#### EXTRAIT DU DOCUMENT:
----------

Ces clauses dissimulent mal l’erreur la plus grave du grand acte international (du moment où l’Allemagne bismarckienne restait debout) : on a dénié à la France les garanties stratégiques réclamées par ses chefs militaires ! J’ai dit, ailleurs, comment, à mon avis, la rive gauche du Rhin, arrachée au Congrès de Vienne par un véritable chantage diplomatique, devait être détachée de la Prusse et j’ai rappelé comment la nature et l’histoire traçaient comme limite entre la France et la Germanie, le fleuve Rhin ou, tout au moins, les fameuses lignes de Kaiserslautern. L’Allemagne, restant unie au milieu de l’Europe détruite, toutes les précautions devaient être prises ; il fallait supprimer la forteresse agressive que s’étaient attribuée, en vue de nouveaux méfaits, les conquérants de Berlin. On ne l’a pas voulu ; un calcul à longue portée et un travail souterrain l’ont empêché... Je ne doute pas, quant à moi, que — les dernières fumées de la bataille une fois dissipées, — l’histoire ne reprenne son cours.


Limitées à la séparation des bordures ethniques non germaniques et à un désarmement partiel, les décisions du traité n’en représentent pas moins, pour l’Allemagne, un grave affaiblissement. Le Reich, privé des conquêtes savamment combinées pour le « couvrir, » s’appauvrit de leur séparation, il s’était habitué à exploiter ces terres et ces populations, à terroriser et à coloniser ces marches. Une œuvre séculaire d’anéantissement des races locales était combinée par les lois, l’administration, le maniement des esprits et des mœurs. On avait déterminé les têtes de ligne et les voies de pénétration en vue d’une exploitation économique à longue échéance : en Pologne, en Alsace-Lorraine le plan abominable se découvrait au grand jour. On avait sondé (parfois sans le dire) ces richesses adventices pour les exploiter savamment. Tout était préparé pour satisfaire les convoitises d’un maigre pays par la main-mise sur ces sols féconds. L’Allemagne, qui condense volontiers ses appétits en maximes, réalisait la formule de ses philosophes : « La vie est un agrandissement d’espace. »

Il faut, maintenant, renoncer à ce commerce ; le corsaire perd ses esclaves, le féodal ses serfs ; il doit songer à vivre sur lui-même, au lieu de le faire aux dépens des autres.

----------

#### LIGNES FOURNIES:

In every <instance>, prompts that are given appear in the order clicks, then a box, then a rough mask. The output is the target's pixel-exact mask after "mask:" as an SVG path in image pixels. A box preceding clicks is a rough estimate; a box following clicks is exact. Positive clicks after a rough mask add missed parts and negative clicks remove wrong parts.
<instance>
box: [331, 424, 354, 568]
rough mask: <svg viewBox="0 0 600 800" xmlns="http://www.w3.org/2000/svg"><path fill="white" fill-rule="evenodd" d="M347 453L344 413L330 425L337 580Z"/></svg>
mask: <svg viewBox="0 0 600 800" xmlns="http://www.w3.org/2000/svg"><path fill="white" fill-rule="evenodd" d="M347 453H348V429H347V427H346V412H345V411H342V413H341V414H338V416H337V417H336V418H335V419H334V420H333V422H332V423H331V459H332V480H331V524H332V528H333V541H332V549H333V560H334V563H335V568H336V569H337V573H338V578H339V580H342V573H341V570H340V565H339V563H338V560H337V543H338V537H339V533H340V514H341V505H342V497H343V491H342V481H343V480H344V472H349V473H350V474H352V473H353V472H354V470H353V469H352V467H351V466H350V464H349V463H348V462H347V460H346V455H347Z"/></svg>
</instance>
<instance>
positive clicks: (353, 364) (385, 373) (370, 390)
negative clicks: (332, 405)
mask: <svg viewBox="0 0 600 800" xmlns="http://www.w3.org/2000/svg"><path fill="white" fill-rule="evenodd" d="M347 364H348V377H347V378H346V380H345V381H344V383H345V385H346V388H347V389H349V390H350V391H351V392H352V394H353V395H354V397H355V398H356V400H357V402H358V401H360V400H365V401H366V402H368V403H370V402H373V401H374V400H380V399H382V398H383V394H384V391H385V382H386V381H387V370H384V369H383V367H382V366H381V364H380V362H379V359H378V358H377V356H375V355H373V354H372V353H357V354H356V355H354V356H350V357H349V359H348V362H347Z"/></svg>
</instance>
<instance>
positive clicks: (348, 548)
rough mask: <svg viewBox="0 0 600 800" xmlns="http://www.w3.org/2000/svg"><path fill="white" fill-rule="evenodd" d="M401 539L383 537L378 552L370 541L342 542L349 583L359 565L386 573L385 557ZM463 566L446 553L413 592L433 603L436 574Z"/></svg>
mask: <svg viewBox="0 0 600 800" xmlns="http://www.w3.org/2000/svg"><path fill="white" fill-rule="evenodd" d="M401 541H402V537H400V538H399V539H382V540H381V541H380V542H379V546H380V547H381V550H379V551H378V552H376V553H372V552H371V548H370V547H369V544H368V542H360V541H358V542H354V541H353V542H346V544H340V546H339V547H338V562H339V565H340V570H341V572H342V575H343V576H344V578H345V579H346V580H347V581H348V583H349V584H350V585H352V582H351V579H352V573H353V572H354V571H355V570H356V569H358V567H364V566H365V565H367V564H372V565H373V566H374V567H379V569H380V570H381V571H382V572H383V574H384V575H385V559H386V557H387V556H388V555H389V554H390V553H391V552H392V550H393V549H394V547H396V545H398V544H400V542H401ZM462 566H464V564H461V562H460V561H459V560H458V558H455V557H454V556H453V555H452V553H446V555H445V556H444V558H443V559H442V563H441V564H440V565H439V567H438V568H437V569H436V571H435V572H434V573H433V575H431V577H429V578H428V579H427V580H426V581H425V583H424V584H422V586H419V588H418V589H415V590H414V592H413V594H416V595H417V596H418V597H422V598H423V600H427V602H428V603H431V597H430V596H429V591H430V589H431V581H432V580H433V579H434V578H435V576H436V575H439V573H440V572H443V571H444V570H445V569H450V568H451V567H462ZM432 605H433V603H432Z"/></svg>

----------

Recopiez l'extrait du document en entier, sans rien y changer. Les lignes ne jouent aucun rôle dans ce travail.

Ces clauses dissimulent mal l’erreur la plus grave du grand acte international (du moment où l’Allemagne bismarckienne restait debout) : on a dénié à la France les garanties stratégiques réclamées par ses chefs militaires ! J’ai dit, ailleurs, comment, à mon avis, la rive gauche du Rhin, arrachée au Congrès de Vienne par un véritable chantage diplomatique, devait être détachée de la Prusse et j’ai rappelé comment la nature et l’histoire traçaient comme limite entre la France et la Germanie, le fleuve Rhin ou, tout au moins, les fameuses lignes de Kaiserslautern. L’Allemagne, restant unie au milieu de l’Europe détruite, toutes les précautions devaient être prises ; il fallait supprimer la forteresse agressive que s’étaient attribuée, en vue de nouveaux méfaits, les conquérants de Berlin. On ne l’a pas voulu ; un calcul à longue portée et un travail souterrain l’ont empêché... Je ne doute pas, quant à moi, que — les dernières fumées de la bataille une fois dissipées, — l’histoire ne reprenne son cours.


Limitées à la séparation des bordures ethniques non germaniques et à un désarmement partiel, les décisions du traité n’en représentent pas moins, pour l’Allemagne, un grave affaiblissement. Le Reich, privé des conquêtes savamment combinées pour le « couvrir, » s’appauvrit de leur séparation, il s’était habitué à exploiter ces terres et ces populations, à terroriser et à coloniser ces marches. Une œuvre séculaire d’anéantissement des races locales était combinée par les lois, l’administration, le maniement des esprits et des mœurs. On avait déterminé les têtes de ligne et les voies de pénétration en vue d’une exploitation économique à longue échéance : en Pologne, en Alsace-Lorraine le plan abominable se découvrait au grand jour. On avait sondé (parfois sans le dire) ces richesses adventices pour les exploiter savamment. Tout était préparé pour satisfaire les convoitises d’un maigre pays par la main-mise sur ces sols féconds. L’Allemagne, qui condense volontiers ses appétits en maximes, réalisait la formule de ses philosophes : « La vie est un agrandissement d’espace. »

Il faut, maintenant, renoncer à ce commerce ; le corsaire perd ses esclaves, le féodal ses serfs ; il doit songer à vivre sur lui-même, au lieu de le faire aux dépens des autres.